● DOCUMENT
Begin

Chapter 15 of 27 · 3512 words · ~18 min read

CHAPTER XV. THE JORNADA DEL MUERTO.

Near the southern boundary of New Mexico the Spanish explorers were opposed by a barrier of all on earth most to be dreaded--a shadeless, waterless plateau, nearly one hundred miles long, from five to thirty miles wide, resembling the steppes of Northern Asia. Geologists tell us this is the oldest country on the earth, except, perhaps, the backbone of Central Africa; at least the one which has longest exhibited its present conditions, the one longest exposed to the influence of agents now in action, and, hence, bearing the most deeply-marked records of their power.

The portion I speak of appears to have served its time, worn out, been dispeopled and forgotten. The grass is low and mossy, with a perishing look--the shrubs, soap-weed, and bony cactus writhing like some grisly skeleton; the very stones are like the scoria of a furnace. You vainly look for the flight of a bird, such as cheered the eyes of Thalaba in the desert; no bee nor fly hums the empty air; and, save the lizard (the genius of desolation) and horned frog, there is no breath of living thing.

Certain tribes of Arabia have no name for the sea, and, when they first came to its shore, they asked, with a sad wonder: “What is this strange desert of water, more beautiful than any land?” Standing on the edge of the measureless waste, which is trackless as water, the first explorers might ask: “What is this strange ocean of sand, with its stillness more awful than any sea?”

In places the dead level of the plain sweeps with the exactness of a sheet of water, encircling as with a shore-line mountain-walls which on the west shut off the Rio Grande, and frequently insulating whole peaks and ridges. Friendly showers fall there two months in the year, and, instead of storms of rain, in spring it is burned by those of dust and sand. They are caused by winds coming mainly from the northwest, carrying before them, like mist, clouds of pulverized sand and dust, and piling them in drifts when checked in their course. You can watch their progress as they approach, beginning in a thin haze along the horizon, for hours beforehand; and when they reach you the dust penetrates everything. You eat it, you drink it, you breathe it, you wear it like a coating, and the last handkerchief at the bottom of the box in your trunk is gritty and smells of alkali. The sand-storms, as they are called, usually last one, sometimes three days. Occasionally they appear a procession of whirlwind columns, such as are seen in autumn leaves, slowly moving across the desert in spectral dimness. Rejoice and be thankful if the tempest passes without striking. It will beat the mules without mercy and lash your face like a whip, if it reaches you.

End

● DATA SEGMENT

Begin

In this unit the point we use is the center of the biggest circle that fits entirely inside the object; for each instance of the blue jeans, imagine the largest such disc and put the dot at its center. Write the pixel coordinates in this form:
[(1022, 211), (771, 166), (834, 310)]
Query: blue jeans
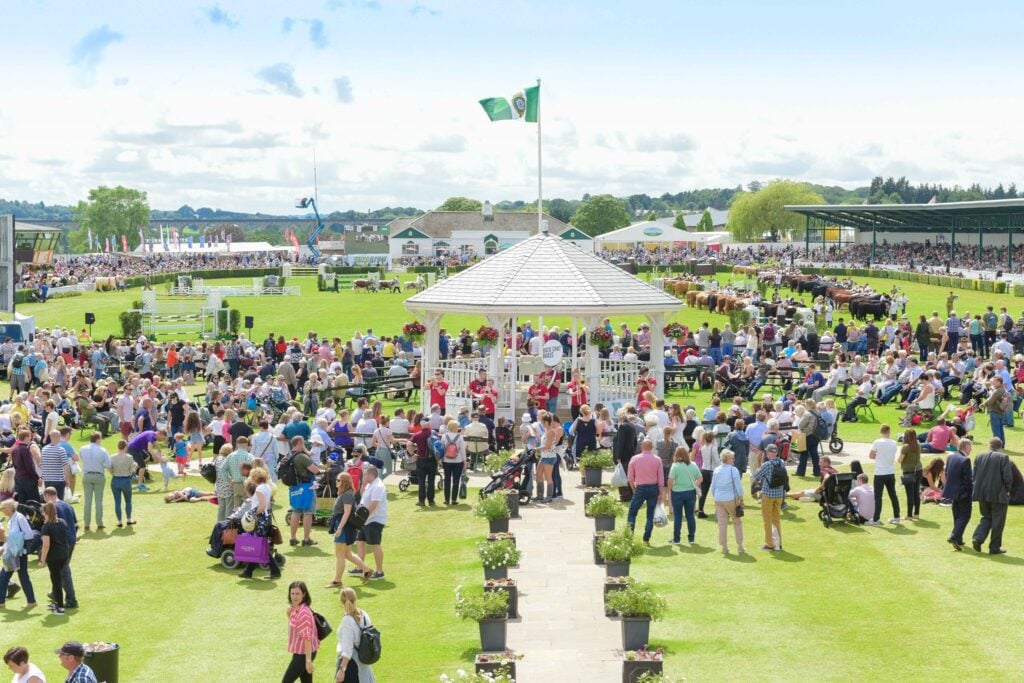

End

● WHAT TO WORK ON
1. Answer these questions about the Jornada del Muerto chapter, one line each:
(a) About how long is the plateau?
(b) From what direction do the winds behind the dust and sand storms mainly come?
(c) How long do the sand-storms usually last?
2. Summarize the Jornada del Muerto chapter in two sentences.
3. List every non-human animal named in the Jornada del Muerto chapter.

● SOLUTION SET
1.
(a) Nearly one hundred miles long.
(b) Mainly from the northwest.
(c) Usually one day, sometimes three.

2. Near New Mexico's southern boundary, Spanish explorers faced a shadeless, waterless plateau nearly one hundred miles long, where only sparse grass and shrubs grow and the lizard and horned frog are almost the only living things. Rain falls there two months a year, and in spring, winds mainly from the northwest drive storms of dust and sand that get into everything, lash travelers and mules, and usually last one to three days.

3.
- Bird
- Bee
- Fly
- Lizard
- Horned frog
- Mules